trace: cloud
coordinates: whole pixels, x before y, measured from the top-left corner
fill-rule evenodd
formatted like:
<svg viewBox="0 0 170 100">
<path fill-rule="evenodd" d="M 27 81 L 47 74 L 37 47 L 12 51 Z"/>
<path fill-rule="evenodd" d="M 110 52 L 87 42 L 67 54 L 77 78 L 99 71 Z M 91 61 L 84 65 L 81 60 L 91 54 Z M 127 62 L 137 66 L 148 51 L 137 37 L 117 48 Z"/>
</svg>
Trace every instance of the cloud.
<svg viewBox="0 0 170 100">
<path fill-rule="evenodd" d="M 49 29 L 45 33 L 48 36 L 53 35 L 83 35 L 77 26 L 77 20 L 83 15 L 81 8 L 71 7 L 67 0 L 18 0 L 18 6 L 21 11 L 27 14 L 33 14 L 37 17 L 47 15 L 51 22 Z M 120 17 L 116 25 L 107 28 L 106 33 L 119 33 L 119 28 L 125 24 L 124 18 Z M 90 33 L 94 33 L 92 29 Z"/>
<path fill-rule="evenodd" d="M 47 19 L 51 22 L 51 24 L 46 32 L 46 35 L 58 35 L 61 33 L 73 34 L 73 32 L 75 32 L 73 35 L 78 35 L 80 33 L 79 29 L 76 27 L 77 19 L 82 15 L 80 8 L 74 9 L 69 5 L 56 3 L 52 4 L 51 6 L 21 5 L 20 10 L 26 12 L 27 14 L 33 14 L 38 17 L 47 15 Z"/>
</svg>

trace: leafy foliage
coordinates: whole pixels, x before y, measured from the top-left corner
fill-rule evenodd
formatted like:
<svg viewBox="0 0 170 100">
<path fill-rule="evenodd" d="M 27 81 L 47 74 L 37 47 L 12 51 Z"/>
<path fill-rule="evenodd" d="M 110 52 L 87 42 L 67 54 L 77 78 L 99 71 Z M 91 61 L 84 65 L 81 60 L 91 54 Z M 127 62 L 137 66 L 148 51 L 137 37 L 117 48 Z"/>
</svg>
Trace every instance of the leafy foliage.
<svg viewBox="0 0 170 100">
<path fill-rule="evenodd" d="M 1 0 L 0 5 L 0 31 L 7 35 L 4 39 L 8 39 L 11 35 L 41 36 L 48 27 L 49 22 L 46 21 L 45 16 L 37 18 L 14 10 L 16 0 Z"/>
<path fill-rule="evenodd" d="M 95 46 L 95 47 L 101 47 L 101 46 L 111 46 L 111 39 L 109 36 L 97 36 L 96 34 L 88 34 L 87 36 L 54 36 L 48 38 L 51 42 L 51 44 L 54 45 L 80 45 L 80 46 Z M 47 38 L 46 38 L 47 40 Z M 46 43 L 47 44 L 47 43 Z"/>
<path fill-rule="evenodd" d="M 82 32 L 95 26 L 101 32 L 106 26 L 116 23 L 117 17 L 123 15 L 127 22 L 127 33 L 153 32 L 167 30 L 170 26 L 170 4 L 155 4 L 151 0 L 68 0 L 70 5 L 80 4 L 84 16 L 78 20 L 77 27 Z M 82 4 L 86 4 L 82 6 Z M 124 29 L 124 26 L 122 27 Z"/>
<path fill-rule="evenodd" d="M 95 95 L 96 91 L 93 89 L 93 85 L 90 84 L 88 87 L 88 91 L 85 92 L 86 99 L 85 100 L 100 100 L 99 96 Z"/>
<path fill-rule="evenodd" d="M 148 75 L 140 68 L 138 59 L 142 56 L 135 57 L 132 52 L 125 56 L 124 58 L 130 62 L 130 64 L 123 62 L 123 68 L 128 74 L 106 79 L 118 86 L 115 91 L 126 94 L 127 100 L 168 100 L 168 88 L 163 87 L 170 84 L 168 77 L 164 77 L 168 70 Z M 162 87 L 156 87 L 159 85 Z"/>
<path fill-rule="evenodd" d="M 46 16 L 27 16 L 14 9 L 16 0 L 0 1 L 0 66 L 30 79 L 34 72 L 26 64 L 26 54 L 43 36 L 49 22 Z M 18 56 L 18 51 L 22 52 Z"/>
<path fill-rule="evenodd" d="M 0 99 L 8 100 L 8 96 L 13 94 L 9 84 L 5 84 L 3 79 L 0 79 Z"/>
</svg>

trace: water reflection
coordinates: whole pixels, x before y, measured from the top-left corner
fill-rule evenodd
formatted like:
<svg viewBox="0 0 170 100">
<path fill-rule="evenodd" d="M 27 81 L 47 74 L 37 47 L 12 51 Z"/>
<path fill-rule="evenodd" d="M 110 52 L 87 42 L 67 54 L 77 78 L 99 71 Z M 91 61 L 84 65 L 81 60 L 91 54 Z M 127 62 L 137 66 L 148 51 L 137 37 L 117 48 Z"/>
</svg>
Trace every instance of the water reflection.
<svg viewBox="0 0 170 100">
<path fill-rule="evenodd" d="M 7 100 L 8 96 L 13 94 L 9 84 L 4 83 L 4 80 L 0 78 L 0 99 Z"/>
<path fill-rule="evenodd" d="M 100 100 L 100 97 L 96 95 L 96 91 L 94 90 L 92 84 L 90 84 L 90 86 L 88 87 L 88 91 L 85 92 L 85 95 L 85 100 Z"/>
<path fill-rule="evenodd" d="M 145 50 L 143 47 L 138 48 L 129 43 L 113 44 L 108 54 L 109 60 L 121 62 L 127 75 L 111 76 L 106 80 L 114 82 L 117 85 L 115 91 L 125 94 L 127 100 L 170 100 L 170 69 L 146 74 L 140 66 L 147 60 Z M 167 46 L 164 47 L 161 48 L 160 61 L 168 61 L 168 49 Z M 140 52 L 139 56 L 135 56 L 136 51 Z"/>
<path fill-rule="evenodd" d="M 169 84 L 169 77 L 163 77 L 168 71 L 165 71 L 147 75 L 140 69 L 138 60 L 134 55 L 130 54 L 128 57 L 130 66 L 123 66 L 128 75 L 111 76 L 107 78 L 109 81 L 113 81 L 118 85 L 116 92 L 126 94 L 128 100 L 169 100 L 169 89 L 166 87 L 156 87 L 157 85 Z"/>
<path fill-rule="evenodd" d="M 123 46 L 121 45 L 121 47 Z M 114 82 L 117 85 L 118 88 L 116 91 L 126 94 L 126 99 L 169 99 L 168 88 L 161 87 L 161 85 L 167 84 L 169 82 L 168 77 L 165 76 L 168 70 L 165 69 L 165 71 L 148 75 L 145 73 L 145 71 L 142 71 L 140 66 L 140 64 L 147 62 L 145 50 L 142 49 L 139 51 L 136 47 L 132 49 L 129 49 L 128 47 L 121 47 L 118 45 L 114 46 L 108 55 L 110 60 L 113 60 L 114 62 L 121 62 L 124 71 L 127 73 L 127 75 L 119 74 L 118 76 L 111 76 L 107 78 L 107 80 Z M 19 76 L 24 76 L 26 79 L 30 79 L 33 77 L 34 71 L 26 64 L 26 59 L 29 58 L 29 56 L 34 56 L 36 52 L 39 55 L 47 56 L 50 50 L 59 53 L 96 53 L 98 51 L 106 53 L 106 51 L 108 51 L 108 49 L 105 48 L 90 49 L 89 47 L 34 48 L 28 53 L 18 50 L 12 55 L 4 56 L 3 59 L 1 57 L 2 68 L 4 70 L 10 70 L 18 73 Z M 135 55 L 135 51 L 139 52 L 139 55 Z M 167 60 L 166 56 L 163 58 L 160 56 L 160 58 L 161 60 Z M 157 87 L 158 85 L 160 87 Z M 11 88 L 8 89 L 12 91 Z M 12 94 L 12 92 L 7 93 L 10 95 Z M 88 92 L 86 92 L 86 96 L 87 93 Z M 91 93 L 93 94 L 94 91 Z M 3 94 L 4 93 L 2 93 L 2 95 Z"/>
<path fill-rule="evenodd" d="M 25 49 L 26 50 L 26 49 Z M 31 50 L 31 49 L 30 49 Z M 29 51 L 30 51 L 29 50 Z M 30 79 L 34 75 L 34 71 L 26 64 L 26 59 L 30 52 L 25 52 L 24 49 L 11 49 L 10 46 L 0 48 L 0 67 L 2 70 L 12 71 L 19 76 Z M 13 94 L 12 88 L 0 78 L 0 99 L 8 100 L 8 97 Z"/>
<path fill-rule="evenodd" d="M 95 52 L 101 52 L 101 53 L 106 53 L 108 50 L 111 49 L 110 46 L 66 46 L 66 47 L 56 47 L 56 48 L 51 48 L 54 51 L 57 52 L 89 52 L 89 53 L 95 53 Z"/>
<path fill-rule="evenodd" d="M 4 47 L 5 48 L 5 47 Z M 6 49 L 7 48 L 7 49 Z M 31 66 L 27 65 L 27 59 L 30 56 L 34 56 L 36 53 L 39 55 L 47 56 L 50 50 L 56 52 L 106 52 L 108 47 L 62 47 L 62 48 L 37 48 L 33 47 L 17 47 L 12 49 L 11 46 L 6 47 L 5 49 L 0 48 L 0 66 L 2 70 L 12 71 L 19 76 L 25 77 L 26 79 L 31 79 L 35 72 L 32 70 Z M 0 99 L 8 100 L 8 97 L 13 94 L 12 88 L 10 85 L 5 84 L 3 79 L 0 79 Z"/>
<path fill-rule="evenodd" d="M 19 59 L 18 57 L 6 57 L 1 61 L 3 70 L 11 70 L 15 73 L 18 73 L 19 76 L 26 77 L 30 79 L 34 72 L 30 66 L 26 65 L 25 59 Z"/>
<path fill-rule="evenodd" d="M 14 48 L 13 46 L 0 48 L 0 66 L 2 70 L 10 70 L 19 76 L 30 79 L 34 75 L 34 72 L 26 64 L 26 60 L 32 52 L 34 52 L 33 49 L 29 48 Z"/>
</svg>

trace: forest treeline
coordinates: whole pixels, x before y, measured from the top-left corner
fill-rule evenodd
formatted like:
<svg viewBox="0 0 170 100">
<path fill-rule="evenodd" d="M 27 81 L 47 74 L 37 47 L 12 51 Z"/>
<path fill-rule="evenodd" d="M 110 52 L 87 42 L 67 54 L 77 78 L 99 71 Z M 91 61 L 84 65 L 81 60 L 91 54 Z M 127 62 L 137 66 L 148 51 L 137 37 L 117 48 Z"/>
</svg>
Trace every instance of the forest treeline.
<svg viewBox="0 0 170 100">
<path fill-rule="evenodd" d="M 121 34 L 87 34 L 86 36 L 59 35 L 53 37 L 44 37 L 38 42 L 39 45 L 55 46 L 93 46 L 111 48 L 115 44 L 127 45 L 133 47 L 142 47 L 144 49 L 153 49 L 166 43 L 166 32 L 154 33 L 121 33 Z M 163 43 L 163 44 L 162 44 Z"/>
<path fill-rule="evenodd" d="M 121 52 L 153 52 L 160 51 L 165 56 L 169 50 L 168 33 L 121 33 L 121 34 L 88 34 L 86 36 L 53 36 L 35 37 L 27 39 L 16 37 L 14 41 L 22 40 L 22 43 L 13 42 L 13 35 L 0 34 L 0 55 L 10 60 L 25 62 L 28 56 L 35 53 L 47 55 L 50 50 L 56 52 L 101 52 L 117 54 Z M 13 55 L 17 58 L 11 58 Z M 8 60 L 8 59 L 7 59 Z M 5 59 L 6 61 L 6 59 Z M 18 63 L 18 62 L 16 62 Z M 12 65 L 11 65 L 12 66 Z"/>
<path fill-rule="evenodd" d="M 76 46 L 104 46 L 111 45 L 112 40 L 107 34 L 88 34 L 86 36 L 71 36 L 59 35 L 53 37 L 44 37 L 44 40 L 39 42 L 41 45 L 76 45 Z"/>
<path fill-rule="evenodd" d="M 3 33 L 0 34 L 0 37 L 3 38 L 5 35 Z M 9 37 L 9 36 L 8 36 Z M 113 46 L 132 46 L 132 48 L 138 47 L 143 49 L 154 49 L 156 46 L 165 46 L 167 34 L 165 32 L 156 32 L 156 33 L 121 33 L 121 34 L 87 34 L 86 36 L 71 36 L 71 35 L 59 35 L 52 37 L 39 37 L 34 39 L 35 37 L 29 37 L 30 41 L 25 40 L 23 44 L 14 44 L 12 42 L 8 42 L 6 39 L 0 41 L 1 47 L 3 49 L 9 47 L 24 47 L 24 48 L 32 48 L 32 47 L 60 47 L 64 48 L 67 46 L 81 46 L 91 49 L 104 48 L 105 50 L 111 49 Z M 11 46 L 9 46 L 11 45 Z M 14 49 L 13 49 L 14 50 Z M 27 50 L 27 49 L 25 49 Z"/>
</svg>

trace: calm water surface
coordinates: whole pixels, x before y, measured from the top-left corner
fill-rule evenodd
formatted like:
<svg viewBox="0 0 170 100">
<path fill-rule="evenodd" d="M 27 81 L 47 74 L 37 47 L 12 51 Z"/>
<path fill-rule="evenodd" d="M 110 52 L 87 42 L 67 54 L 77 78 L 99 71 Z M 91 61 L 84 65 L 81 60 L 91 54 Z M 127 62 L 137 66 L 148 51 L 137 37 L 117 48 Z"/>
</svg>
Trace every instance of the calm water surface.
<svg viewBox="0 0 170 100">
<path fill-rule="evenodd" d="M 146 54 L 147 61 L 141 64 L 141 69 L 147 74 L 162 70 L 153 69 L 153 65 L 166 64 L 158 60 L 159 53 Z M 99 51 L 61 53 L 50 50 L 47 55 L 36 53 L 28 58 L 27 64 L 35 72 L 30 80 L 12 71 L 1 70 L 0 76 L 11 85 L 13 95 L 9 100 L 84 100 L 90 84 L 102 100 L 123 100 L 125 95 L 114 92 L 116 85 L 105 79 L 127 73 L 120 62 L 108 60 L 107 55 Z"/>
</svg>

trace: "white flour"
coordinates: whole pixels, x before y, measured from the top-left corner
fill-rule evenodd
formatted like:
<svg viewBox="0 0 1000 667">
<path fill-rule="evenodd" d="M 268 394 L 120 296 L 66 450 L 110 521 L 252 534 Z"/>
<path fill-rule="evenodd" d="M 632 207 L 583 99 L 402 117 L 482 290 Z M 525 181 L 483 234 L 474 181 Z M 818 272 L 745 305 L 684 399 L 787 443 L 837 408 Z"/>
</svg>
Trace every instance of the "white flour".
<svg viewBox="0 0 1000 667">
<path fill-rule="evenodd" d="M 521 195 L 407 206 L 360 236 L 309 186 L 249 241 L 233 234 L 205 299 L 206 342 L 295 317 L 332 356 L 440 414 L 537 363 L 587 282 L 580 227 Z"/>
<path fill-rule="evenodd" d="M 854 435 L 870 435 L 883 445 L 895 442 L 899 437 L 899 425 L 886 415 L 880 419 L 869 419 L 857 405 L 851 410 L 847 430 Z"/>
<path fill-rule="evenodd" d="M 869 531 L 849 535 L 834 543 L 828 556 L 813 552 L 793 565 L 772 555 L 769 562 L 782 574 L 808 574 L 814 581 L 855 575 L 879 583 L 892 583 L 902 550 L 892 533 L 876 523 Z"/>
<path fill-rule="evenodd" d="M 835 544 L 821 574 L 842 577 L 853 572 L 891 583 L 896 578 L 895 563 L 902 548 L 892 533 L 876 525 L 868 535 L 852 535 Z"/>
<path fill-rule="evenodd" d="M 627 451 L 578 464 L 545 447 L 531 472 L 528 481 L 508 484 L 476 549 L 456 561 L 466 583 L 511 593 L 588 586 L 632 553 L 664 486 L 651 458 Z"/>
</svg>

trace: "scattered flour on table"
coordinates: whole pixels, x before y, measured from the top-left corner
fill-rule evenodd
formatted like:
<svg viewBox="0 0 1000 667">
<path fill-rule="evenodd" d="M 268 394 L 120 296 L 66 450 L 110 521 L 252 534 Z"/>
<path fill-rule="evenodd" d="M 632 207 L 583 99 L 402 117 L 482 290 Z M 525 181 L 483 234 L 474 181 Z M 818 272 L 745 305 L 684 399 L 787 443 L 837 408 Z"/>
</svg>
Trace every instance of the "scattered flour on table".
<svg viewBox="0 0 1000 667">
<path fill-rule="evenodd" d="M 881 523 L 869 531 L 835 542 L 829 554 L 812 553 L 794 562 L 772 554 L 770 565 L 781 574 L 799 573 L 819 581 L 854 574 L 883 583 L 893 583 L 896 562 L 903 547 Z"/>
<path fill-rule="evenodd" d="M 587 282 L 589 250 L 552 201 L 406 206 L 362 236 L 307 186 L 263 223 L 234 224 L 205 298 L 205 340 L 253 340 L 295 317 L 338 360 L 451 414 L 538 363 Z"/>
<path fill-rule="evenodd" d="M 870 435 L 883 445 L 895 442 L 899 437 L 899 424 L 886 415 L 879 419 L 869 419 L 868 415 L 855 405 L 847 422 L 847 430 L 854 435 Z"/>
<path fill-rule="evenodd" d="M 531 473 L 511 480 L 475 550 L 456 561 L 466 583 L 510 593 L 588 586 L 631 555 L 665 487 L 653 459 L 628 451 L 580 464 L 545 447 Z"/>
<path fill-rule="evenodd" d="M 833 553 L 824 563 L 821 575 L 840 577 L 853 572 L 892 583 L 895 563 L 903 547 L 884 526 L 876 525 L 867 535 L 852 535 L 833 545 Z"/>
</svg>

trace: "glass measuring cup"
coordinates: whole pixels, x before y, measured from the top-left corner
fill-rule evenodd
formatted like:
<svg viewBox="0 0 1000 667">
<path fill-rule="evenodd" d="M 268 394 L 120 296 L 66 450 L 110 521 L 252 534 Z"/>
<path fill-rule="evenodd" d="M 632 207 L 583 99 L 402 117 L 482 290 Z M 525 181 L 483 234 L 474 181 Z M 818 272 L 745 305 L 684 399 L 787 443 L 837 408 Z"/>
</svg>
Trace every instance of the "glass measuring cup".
========================================================================
● TASK DIRECTIONS:
Which lines in the listing above hold the word "glass"? Show each of them.

● SOLUTION:
trace: "glass measuring cup"
Trace every instance of the "glass measuring cup".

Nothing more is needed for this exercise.